Problem description: In the passage provided, where is Graze-it's first facility being built?

To give an example of just how expensive importing animal feed can be, Allegue states that some dairy companies import $50 million to $70 million worth of feed, and store it in their facilities for as long as six months. By Graze-it being responsible for the complete production of the feed, however, it is able to supply companies with “feed as a service” through its subscription model.

“Instead of the feed sitting idle in your backyard, and instead of depending on the volatility and availability of the feed, and the fluctuation of price, producers can have a subscription agreement where they commit to buying our feed that will be produced on a daily basis, at a specific quantity, quality, and price,” he says. “And with this agreement, we will then build ourselves a special controlled environment for agriculture.”

The animal feed, or fresh fodder, is grown at a hydroponic vertical farming facility that uses a lot of big data and AI technologies to closely monitor the health and nutritional value of the feed. The first facility is now being built in Saudi Arabia, and it is expected to be completed by the end of 2023.


Despite the startup’s innovative approach to locally sourcing animal feed, the road to success was far from easy.

“My background is in the energy space,” Allegue says. “Not only did I decide to jump into a new and unfamiliar space, but I wanted to disrupt it as well. And to do both things at the same time is quite bold, and very risky.”

Study material:

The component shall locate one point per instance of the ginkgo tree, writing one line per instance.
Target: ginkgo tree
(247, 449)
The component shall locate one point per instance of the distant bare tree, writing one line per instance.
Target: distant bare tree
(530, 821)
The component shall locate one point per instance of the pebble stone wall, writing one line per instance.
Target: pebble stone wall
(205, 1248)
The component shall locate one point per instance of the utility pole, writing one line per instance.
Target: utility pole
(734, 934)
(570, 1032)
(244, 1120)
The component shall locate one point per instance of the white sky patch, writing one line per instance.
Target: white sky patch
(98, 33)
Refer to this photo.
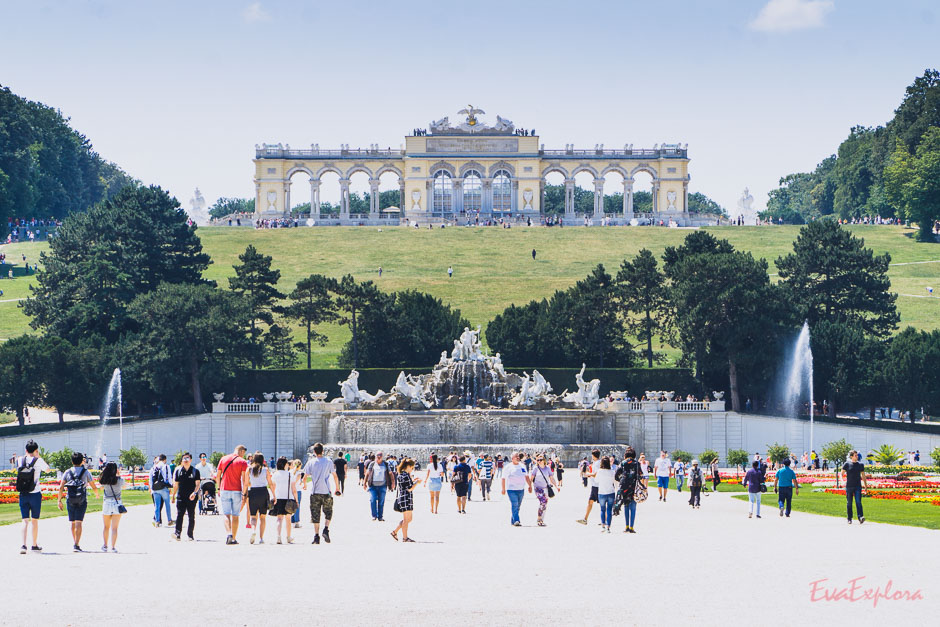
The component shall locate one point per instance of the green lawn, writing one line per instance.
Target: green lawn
(10, 512)
(493, 267)
(876, 510)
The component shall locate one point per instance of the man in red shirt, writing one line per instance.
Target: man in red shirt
(231, 490)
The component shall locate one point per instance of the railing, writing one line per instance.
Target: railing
(277, 152)
(243, 408)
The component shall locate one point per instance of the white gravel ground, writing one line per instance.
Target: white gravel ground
(697, 567)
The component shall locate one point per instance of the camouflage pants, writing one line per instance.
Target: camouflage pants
(318, 502)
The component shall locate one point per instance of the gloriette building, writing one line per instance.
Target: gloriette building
(472, 169)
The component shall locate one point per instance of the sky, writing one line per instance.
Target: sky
(179, 93)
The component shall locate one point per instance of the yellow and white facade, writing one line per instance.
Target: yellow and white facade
(472, 170)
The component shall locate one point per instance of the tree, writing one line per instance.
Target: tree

Your solution: Saudi Arabia